Excerpted text:
## start
DeepLEX

A Multi-dimensional Chinese Lexical Resource

謝舒凱台大語言學研究所
CKIP30 workshop, 2015, Academia Sinica

Motivation

感謝老師當年收留不才的我進入詞庫，

詞庫的故事

Current Approaches | 詞彙的心理意義
- Coh-Metrix Lexicon [Mcnamara et al., 2014]: Lexical data and measures for text and discourse at different levels, including MRC Psycholinguistic Database with various properties of words (e.g., age of acquisition, familiarity ratings, concreteness, imagability, Colorado Meaningness, etc), and CELEX word frequency.
- LIWC Lexicon [Pennebaker et. al. 2001; Tausczik et al. 2010]: provides the psychometrics of word usage in various social-psychological contexts. (e.g., linguistic features of deceptive statements).

詞庫的故事

Current Approaches 詞彙的心理意義
- English Lexicon Project: affords access to a large set of lexical behavioral characteristics from visual lexical decision and naming studies of 40,481 words and 40,481 nonwords. (Also for Dutch, British, French)
- DysList: a lexicon of dyslexic errors annotated with linguistic, phonetic and visual features.
- . . . . . . . . .

詞庫的故事

Current Approaches | 詞彙的語意與概念
- WordNet
- HowNet
- FrameNet
- WordSim353 MEN Test Collection: a collection for measuring word similarity or relatedness, contains two sets of English word pairs along with human-assigned similarity judgements.
- . . . . . . . . .

詞庫的故事

Current Approaches
Existing Chinese Lexical Resources

*eHowNet

*Chinese Wordnet

*Chinese Coh-Metrix

*Chinese LIWC

*Traditional Chinese Psycholinguistic Database : provides a large-scale psycholinguistic norm of 3,314 Traditional Chinese characters along with their naming latencies collected from 140 Chinese speakers.

What's NEXT: Old Wisdom in New World

Sustainable
Reproducible
Collaborative (w/o pain)
Open and (thus) linked, decentrailized

大與深 (BIG and DEEP) 可以兼得否？

BIG is easy, DEEP is hard

(Hsieh at al., 2015. to be submitted)

DeepLEX: With its modularized open architecture, it aims to be a fine-grained yet scaled multilingual lexical resource that empowers linguists to pursuit a wide array of previously unanswerable research questions.

提醒：詞庫和詞典的基本任務不同

線上漢語大詞典與康熙字典

DeepLEX: Rationale

- 不同視野下的詞彙行為/知識表徵化

Operationalized lexical knowledge representation

E.g., 我們不(只)關心「打」的詞義有哪些，更關心

在什麼標準|脈落下「打」的詞義分成幾個；
這樣的標記訊息(Categorical and/or Numerical) 跟該單位在其他脈絡下被觀察到的行為 (習得，情緒，發展，語言教學，神經表徵，心理反應等) 之間的關聯為何？
以這樣的第二層知識出發提供「語言學養分」給 NLP/Machine Learning (rather than shallow linguistic feature engineering)

- 任何的努力都應該被記錄

Reused, Reproduced, Reshaped and Reinforced.

DeepLEX: Assumptions

It takes the functional position (usage-based view) in determining units and patterns (in Chinese), as well as the ontological grounding on the relation between linguistic objects and situations (bits of reality). (Langacker 1987, 1988, 1999; Croft 2002; Tomasello 2003; Bybee 2006, 2010)
## end
Copy the DeepLEX slides again, starting at the words "E.g., 我們不(只)關心「打」的詞義有哪些，更關心" and stopping after "Bybee 2006, 2010)", but change "usage-based view" to "frequency-based view".

Information given:
## start
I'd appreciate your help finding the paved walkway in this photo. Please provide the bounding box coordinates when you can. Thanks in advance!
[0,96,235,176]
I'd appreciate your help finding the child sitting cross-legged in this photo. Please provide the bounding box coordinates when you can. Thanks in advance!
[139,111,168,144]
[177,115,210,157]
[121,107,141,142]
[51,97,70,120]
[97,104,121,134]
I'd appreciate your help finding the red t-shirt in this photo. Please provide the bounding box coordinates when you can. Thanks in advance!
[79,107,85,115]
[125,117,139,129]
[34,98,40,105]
## end
## start
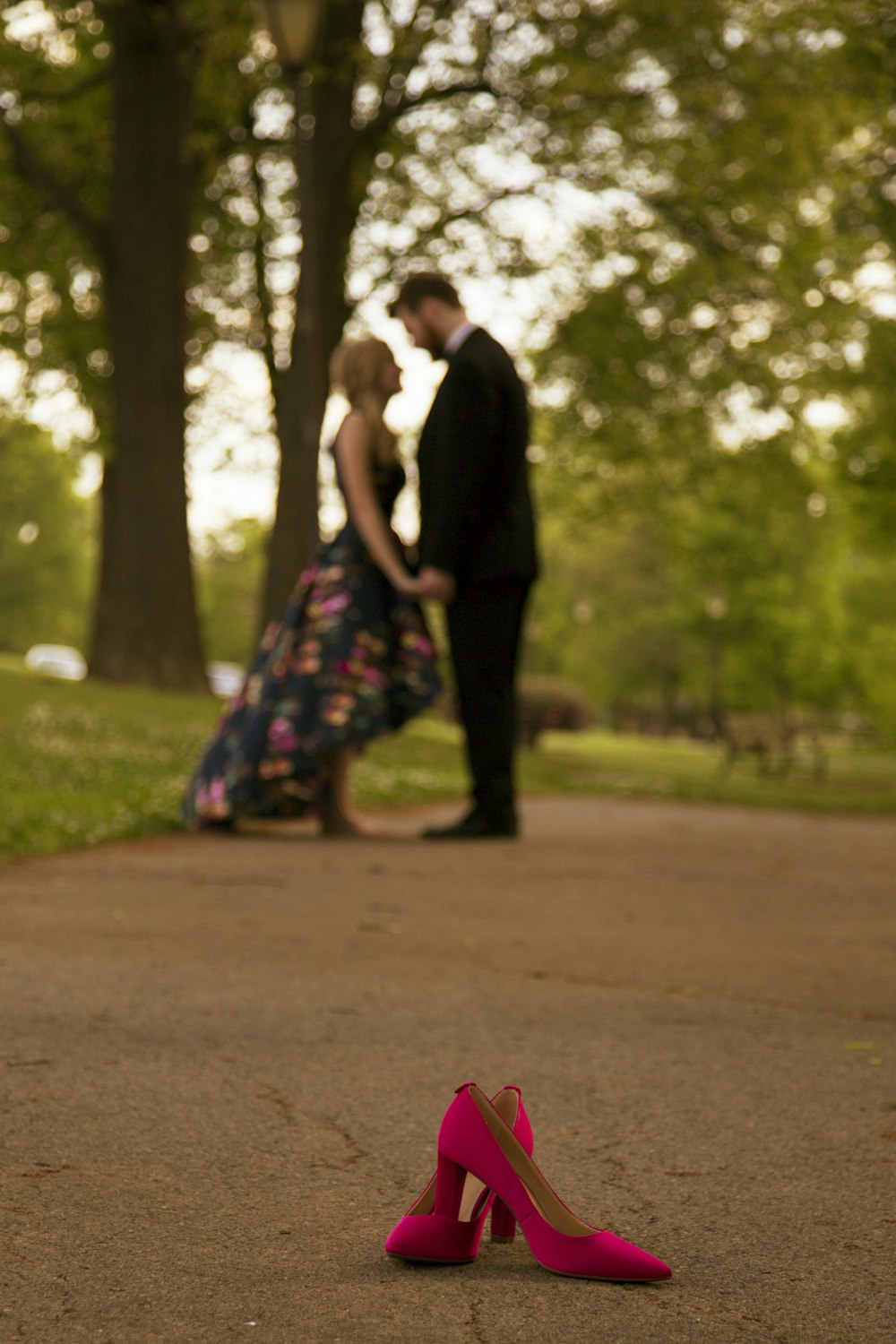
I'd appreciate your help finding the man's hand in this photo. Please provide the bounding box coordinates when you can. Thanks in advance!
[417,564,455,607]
## end
## start
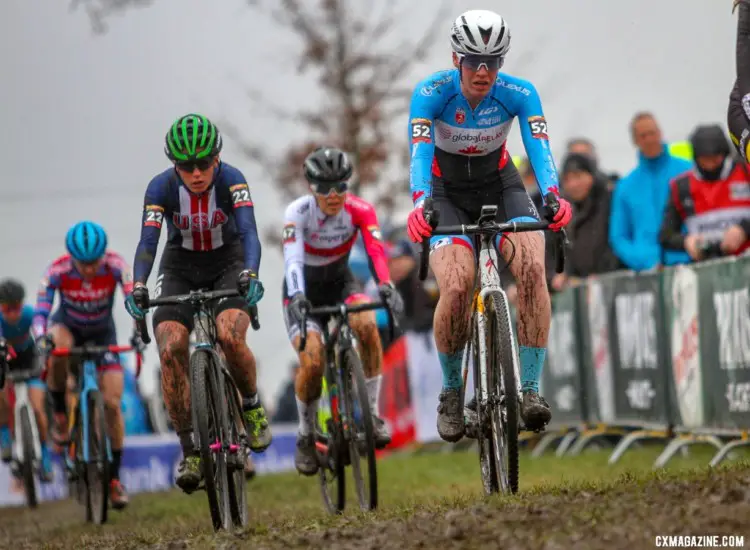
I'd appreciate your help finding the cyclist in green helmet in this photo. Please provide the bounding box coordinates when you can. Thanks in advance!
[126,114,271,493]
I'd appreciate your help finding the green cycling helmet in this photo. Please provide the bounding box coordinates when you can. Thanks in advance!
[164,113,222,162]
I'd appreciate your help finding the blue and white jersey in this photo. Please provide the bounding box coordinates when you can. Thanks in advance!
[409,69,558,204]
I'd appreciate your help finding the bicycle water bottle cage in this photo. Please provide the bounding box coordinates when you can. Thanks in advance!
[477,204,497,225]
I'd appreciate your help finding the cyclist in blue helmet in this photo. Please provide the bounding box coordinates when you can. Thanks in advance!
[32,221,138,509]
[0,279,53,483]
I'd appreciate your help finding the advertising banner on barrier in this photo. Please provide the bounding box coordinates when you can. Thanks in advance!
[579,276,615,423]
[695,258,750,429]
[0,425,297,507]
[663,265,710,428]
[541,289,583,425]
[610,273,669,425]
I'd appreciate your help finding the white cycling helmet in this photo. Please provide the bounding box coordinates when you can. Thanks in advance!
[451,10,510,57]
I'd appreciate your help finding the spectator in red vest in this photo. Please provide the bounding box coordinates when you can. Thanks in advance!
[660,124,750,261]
## end
Answer to this exercise:
E.g., 我們不(只)關心「打」的詞義有哪些，更關心

在什麼標準|脈落下「打」的詞義分成幾個；
這樣的標記訊息(Categorical and/or Numerical) 跟該單位在其他脈絡下被觀察到的行為 (習得，情緒，發展，語言教學，神經表徵，心理反應等) 之間的關聯為何？
以這樣的第二層知識出發提供「語言學養分」給 NLP/Machine Learning (rather than shallow linguistic feature engineering)

- 任何的努力都應該被記錄

Reused, Reproduced, Reshaped and Reinforced.

DeepLEX: Assumptions

It takes the functional position (frequency-based view) in determining units and patterns (in Chinese), as well as the ontological grounding on the relation between linguistic objects and situations (bits of reality). (Langacker 1987, 1988, 1999; Croft 2002; Tomasello 2003; Bybee 2006, 2010)